What is being asked: Transcribe the records exactly from the line with "Task: If you could tag each instance of the person" to the end, both included.

Supplied entries:
[Start of Attachment]

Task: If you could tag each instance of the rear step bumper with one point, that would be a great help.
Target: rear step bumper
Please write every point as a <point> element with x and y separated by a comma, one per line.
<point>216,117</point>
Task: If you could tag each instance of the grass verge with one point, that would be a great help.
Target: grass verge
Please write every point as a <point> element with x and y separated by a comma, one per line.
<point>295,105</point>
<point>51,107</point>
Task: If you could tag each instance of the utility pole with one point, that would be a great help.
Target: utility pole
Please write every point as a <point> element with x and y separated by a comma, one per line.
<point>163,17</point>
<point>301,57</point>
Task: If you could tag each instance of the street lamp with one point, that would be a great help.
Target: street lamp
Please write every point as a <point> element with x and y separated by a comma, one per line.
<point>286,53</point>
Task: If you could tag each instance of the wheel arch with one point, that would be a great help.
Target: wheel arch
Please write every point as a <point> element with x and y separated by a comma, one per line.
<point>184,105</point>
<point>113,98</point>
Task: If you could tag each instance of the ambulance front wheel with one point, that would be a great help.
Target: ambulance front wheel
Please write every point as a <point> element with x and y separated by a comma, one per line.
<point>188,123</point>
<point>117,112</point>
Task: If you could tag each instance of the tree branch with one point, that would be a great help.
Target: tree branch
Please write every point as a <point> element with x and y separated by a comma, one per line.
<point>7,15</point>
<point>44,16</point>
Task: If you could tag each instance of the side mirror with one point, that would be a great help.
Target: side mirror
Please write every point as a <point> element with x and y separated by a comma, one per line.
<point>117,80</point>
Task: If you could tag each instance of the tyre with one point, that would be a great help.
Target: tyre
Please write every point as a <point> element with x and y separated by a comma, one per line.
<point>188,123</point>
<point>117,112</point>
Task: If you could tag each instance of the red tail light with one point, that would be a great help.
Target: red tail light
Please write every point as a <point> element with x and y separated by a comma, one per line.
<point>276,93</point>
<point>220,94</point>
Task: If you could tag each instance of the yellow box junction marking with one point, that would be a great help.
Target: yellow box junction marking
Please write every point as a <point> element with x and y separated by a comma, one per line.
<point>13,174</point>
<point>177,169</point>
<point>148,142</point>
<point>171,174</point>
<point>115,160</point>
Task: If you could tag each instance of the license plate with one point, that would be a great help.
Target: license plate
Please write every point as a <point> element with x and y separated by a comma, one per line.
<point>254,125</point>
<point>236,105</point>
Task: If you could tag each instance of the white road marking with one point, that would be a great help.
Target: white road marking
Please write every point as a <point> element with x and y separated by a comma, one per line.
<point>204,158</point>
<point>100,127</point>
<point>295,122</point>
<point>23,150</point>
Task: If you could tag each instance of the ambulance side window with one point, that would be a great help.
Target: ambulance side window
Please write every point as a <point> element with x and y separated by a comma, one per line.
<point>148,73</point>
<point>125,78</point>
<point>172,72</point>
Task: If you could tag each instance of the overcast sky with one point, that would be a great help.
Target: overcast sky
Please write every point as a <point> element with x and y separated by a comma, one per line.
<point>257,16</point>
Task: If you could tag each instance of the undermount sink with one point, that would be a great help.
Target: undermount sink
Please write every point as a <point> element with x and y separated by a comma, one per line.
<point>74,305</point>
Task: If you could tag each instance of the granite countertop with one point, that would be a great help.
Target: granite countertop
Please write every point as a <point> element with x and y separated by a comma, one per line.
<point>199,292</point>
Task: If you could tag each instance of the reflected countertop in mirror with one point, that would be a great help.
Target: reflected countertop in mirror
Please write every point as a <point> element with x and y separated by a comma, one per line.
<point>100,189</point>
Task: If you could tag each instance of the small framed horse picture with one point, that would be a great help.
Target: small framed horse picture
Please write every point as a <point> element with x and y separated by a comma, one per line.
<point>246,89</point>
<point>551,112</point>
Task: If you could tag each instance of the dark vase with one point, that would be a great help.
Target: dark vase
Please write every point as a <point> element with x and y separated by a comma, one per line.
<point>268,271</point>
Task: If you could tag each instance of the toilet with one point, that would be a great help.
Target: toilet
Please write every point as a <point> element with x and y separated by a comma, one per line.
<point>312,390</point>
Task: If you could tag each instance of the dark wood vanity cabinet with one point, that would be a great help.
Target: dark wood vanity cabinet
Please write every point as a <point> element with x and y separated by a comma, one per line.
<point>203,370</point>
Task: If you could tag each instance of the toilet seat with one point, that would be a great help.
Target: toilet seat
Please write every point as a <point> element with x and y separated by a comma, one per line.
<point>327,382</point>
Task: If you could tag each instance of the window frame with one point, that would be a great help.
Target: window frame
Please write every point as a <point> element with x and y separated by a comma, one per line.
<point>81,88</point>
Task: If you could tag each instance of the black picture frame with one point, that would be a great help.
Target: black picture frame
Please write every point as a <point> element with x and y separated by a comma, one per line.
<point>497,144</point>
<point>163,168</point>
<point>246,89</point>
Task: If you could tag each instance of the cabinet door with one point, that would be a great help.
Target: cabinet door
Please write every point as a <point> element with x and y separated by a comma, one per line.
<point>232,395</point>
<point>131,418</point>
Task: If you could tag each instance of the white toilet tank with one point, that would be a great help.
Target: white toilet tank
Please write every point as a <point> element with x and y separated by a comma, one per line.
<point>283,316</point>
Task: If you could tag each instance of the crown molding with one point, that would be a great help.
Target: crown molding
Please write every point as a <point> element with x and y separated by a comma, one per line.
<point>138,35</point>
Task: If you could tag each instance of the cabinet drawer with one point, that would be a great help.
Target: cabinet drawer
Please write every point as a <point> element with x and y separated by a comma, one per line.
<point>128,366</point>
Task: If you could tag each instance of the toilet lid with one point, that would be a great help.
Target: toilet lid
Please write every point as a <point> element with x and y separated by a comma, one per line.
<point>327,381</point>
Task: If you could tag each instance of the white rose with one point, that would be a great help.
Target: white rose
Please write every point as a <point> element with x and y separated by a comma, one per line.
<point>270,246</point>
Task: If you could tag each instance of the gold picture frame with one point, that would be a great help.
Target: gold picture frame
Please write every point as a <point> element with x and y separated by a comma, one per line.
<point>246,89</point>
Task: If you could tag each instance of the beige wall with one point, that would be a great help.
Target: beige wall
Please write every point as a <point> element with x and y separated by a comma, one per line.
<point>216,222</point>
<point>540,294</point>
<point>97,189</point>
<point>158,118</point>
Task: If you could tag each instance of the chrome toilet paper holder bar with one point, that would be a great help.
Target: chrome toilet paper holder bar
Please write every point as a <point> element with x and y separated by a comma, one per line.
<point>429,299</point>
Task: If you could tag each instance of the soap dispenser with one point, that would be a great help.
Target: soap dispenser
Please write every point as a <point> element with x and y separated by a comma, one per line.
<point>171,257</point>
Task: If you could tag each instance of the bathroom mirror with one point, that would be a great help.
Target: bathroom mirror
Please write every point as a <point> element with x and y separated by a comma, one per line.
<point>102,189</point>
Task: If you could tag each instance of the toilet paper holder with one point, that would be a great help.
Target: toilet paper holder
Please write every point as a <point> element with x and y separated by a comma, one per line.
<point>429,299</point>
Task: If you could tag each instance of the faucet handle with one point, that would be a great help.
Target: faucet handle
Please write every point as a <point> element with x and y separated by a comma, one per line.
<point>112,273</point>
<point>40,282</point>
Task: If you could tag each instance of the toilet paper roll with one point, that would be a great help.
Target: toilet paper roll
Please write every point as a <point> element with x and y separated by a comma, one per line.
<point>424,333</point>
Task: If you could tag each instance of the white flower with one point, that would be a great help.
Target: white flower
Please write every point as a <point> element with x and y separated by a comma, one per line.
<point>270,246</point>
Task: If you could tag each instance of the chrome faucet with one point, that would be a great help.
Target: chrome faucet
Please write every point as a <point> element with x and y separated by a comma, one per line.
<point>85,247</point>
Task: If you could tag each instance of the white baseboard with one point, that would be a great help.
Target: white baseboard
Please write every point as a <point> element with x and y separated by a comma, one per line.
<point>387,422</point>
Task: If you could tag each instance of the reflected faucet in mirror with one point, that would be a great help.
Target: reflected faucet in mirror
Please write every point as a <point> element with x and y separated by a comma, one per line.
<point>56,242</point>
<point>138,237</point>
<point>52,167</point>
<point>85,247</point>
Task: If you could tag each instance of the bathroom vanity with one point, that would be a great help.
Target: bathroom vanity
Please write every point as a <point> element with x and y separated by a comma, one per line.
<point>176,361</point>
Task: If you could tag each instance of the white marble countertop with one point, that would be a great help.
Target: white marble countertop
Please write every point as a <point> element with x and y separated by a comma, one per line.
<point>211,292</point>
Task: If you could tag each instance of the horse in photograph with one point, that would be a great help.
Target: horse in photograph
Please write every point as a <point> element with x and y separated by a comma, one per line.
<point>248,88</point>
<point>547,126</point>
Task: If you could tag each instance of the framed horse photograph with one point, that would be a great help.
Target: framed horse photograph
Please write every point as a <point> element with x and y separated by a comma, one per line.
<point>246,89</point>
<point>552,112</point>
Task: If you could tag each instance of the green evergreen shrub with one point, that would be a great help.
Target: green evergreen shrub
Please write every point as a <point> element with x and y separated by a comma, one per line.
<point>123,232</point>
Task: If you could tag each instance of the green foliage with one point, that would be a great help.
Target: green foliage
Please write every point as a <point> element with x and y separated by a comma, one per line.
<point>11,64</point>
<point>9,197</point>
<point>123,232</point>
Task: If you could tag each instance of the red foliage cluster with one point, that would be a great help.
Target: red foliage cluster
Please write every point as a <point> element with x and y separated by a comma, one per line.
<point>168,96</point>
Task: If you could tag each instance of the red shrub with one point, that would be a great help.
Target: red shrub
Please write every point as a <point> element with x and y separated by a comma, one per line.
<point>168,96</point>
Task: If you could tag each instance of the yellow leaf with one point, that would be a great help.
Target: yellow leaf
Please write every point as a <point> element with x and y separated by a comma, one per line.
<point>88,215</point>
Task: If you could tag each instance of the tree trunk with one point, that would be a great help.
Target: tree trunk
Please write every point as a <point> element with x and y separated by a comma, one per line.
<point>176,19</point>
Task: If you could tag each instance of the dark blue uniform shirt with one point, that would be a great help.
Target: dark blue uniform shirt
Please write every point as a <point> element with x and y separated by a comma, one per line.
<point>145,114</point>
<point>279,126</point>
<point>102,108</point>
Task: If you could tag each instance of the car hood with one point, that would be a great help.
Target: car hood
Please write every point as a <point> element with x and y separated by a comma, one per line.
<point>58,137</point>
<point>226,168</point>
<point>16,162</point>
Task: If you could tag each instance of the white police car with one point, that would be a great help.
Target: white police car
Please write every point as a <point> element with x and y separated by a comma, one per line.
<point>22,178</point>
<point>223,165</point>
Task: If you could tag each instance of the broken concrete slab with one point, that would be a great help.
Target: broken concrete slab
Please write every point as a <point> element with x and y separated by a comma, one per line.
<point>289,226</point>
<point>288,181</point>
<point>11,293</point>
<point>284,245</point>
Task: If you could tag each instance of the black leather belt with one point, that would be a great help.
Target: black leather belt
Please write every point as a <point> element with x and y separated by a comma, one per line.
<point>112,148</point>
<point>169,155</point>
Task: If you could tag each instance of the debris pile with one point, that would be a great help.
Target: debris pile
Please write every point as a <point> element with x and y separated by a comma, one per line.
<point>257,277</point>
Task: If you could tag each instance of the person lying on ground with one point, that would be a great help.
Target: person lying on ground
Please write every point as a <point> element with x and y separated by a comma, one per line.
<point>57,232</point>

[End of Attachment]

Written response:
Task: If you could tag each instance of the person lying on ground with one point, that would be a great help.
Target: person lying on ground
Please write every point as a <point> element with x and y separated by a comma, one per line.
<point>57,232</point>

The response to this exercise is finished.